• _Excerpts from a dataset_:
--*--
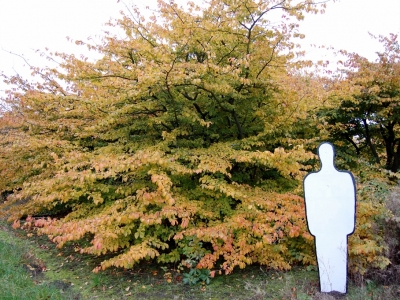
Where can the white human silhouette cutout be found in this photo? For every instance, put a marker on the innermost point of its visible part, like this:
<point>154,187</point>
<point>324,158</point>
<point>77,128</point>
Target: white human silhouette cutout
<point>330,198</point>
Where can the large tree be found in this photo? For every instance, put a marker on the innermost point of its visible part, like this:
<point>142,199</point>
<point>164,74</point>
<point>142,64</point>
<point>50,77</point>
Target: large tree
<point>171,144</point>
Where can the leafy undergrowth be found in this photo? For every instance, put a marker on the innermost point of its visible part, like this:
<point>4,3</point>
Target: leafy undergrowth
<point>32,268</point>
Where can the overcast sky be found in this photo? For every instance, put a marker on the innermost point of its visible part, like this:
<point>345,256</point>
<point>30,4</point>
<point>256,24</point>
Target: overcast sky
<point>28,25</point>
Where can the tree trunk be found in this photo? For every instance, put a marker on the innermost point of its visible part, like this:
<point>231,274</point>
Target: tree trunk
<point>369,142</point>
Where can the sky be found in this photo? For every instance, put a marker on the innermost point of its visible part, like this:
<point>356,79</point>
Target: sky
<point>29,25</point>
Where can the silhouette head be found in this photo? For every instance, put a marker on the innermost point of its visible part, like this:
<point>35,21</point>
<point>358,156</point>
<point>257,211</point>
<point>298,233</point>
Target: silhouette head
<point>326,155</point>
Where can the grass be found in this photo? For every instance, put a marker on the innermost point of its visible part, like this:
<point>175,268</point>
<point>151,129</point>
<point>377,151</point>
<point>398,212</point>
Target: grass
<point>32,268</point>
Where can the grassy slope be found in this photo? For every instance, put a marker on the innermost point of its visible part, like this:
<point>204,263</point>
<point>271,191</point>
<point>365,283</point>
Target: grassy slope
<point>32,268</point>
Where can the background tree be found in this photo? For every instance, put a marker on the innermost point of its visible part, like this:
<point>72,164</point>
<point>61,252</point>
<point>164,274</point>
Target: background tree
<point>366,111</point>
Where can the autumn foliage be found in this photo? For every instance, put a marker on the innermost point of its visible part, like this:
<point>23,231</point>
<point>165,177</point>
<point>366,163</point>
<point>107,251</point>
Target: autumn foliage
<point>190,137</point>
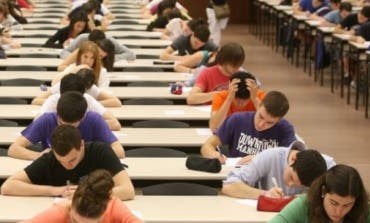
--*--
Output only the lines running from the top of the data above to the line with "<point>175,268</point>", inclusive, word for word and without pictures.

• _PROBLEM SOLUTION_:
Where can the white human silhouette cutout be found in this photo? For every instance, put a marker on the innermost point of its visible part, like this:
<point>154,187</point>
<point>324,158</point>
<point>77,128</point>
Target: white human silhouette cutout
<point>330,198</point>
Where can the large tree be found in this photo? For every instance, put a marker on the innermost point of its visible part, like this:
<point>142,199</point>
<point>164,74</point>
<point>142,64</point>
<point>50,77</point>
Target: large tree
<point>171,144</point>
Where can the leafy undergrowth be found in this photo? For every instance, put a marker on the innermost point of its visible part, like this:
<point>4,3</point>
Target: leafy undergrowth
<point>32,268</point>
Where can the overcast sky be found in this photo? For every instance, put a marker on the innermost point of its visible part, like this:
<point>345,256</point>
<point>30,4</point>
<point>256,24</point>
Target: overcast sky
<point>28,25</point>
Where can the tree trunk be found in this photo? For every instance, put a marker on the innermost point of its visible part, like this:
<point>231,274</point>
Target: tree trunk
<point>369,142</point>
Where can the sky be found in this photo? For every instance, put a marker on the innermost point of its visible part, like this:
<point>356,79</point>
Target: sky
<point>29,25</point>
Where can the silhouette head be found in this photo? For every instance, put a marker on the innermost point of its visible part, like this:
<point>35,21</point>
<point>358,156</point>
<point>257,211</point>
<point>298,233</point>
Target: silhouette head
<point>326,155</point>
Where can the grass be found in this photo? For every instance, put a marker on the innermost point of its visible part, like this:
<point>175,268</point>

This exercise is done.